- _Request_: In the covariance documentation, repeat word for word the passage from "Compute the covariance between" up to and including "nancovem(X::AbstractMatrix; dims::Int=1, corrected::Bool=true)".

— START Page text —

Compute the covariance between the vectors x and y. As Statistics.cov, but ignoring NaNs.

If corrected is true as is the default, Bessel's correction will be applied, such that the sum is scaled by n-1 rather than n, where n = length(x).

source

NaNStatistics.nancovem — Method

nancovem(X::AbstractMatrix; dims::Int=1, corrected::Bool=true)

Compute the covariance-of-error-of-the-mean matrix X, along dimension dims, ignoring NaNs. That is, a matrix composed of the covariance of the error of the mean of the non-nan pairs of each column (dims=1) or row (dims=2) of the matrix X, where covariance of the error of the mean is to covariance as standard error of the mean is to standard deviation.

If corrected is true as is the default, Bessel's correction will be applied, such that the sum is scaled by n-1 rather than n, where n = length(x).

source

NaNStatistics.nancovem — Method

nancovem(x::AbstractVector, y::AbstractVector; corrected::Bool=true)

Compute the covariance of the error of the mean of the non-nan pairs of x and y, where covariance of the error of the mean is to covariance as standard error of the mean is to standard deviation.

— END Page text —
— START Data extract —

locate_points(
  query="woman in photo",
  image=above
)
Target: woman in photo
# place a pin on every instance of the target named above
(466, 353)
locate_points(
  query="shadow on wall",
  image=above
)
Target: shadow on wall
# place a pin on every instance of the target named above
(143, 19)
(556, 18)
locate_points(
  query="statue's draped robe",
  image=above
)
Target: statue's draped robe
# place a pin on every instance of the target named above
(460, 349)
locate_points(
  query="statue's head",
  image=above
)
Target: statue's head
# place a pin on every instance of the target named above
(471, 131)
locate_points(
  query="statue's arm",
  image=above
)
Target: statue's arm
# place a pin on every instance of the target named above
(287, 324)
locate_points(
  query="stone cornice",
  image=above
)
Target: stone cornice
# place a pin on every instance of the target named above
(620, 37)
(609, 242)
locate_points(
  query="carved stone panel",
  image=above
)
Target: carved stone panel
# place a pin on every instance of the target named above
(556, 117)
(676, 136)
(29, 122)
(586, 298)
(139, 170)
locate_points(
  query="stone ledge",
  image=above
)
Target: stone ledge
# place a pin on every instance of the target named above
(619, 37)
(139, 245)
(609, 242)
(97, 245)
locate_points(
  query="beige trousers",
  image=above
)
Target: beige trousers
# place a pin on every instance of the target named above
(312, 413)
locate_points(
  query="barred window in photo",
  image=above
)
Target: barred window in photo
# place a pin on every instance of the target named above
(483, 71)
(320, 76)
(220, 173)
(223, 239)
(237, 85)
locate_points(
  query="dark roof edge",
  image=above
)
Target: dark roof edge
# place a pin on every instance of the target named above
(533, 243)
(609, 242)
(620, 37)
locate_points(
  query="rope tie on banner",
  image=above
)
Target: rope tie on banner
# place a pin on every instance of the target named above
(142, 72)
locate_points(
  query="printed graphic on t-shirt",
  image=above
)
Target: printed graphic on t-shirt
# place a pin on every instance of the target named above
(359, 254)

— END Data extract —

- _Written answer_:
Compute the covariance between the vectors x and y. As Statistics.cov, but ignoring NaNs.

If corrected is true as is the default, Bessel's correction will be applied, such that the sum is scaled by n-1 rather than n, where n = length(x).

source

NaNStatistics.nancovem — Method

nancovem(X::AbstractMatrix; dims::Int=1, corrected::Bool=true)